● Work order:
Copy all of the records exactly.

Collected data entries
================================
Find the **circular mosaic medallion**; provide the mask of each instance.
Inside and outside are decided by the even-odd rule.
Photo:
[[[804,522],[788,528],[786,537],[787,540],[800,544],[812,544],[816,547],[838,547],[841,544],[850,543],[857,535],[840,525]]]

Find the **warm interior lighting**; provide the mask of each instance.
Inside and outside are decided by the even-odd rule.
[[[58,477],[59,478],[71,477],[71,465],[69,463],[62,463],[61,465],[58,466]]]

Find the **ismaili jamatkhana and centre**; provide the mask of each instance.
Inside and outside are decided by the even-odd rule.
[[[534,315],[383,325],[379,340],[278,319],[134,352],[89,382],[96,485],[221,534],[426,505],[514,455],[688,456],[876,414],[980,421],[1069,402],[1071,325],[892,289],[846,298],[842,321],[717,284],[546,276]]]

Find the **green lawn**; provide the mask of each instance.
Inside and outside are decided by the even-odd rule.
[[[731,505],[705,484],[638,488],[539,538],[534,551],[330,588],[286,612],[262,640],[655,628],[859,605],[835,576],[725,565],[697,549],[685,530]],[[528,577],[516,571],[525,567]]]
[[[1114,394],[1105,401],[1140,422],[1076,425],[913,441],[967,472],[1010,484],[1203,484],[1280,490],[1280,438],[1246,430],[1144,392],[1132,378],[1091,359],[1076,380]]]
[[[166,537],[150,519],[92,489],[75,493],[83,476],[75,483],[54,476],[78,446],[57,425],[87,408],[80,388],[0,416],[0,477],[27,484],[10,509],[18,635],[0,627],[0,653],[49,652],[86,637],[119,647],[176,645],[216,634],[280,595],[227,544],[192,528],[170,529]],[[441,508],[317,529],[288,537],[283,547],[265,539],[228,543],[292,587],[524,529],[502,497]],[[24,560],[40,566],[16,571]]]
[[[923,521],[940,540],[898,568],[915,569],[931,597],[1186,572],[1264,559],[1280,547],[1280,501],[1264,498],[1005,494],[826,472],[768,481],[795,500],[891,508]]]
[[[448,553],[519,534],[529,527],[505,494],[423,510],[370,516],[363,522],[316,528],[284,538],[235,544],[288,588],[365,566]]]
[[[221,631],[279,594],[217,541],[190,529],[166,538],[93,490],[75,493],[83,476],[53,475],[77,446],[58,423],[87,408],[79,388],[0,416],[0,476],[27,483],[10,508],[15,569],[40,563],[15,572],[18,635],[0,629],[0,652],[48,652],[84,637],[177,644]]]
================================
● Completed task:
Find the **circular mosaic medallion**; provide the mask of each instance.
Inside and outside are decided by the even-odd rule.
Photo:
[[[804,522],[788,528],[786,537],[787,540],[800,544],[812,544],[816,547],[838,547],[841,544],[850,543],[857,535],[840,525]]]

Find the **warm interior lighting**; provide the mask of each instance.
Inside and outside are decided by the even-odd rule.
[[[58,477],[59,478],[71,477],[71,465],[69,463],[62,463],[61,465],[58,466]]]

Find the **ismaili jamatkhana and centre**; provide the mask of each instance.
Inside and outside are decided by the even-odd rule.
[[[534,315],[383,325],[379,340],[278,319],[134,352],[89,382],[96,485],[221,534],[426,505],[514,455],[688,456],[876,414],[980,421],[1069,402],[1071,325],[892,289],[846,298],[842,321],[717,284],[546,276]]]

Find the **green lawn**; provide the mask of each instance.
Inside and outside are decided by the even-odd rule.
[[[731,505],[705,484],[638,488],[539,538],[534,551],[330,588],[286,612],[262,640],[655,628],[859,605],[835,576],[725,565],[697,549],[685,530]],[[528,577],[516,571],[525,567]]]
[[[1114,394],[1105,401],[1140,422],[1076,425],[913,441],[967,472],[1010,484],[1203,484],[1280,490],[1280,438],[1246,430],[1144,392],[1132,378],[1091,359],[1076,380]]]
[[[166,537],[150,519],[92,489],[75,493],[83,476],[75,483],[54,476],[78,446],[57,425],[87,408],[80,388],[0,416],[0,477],[27,484],[10,509],[18,635],[0,627],[0,653],[49,652],[86,637],[119,647],[176,645],[216,634],[280,595],[227,544],[192,528],[170,529]],[[441,508],[317,529],[288,537],[283,547],[265,539],[228,543],[292,587],[524,529],[502,497]],[[24,560],[40,566],[16,571]]]
[[[923,521],[940,540],[898,568],[915,569],[931,597],[1186,572],[1264,559],[1280,547],[1280,501],[1264,498],[1005,494],[826,472],[768,481],[795,500],[891,508]]]
[[[448,553],[519,534],[529,527],[505,494],[423,510],[370,516],[363,522],[316,528],[284,538],[235,544],[288,588],[365,566]]]
[[[221,631],[279,594],[217,541],[190,529],[166,538],[93,490],[75,493],[83,476],[53,475],[77,446],[58,423],[87,408],[79,388],[0,416],[0,476],[27,483],[10,508],[15,569],[40,563],[15,572],[18,635],[0,629],[0,652],[48,652],[84,637],[177,644]]]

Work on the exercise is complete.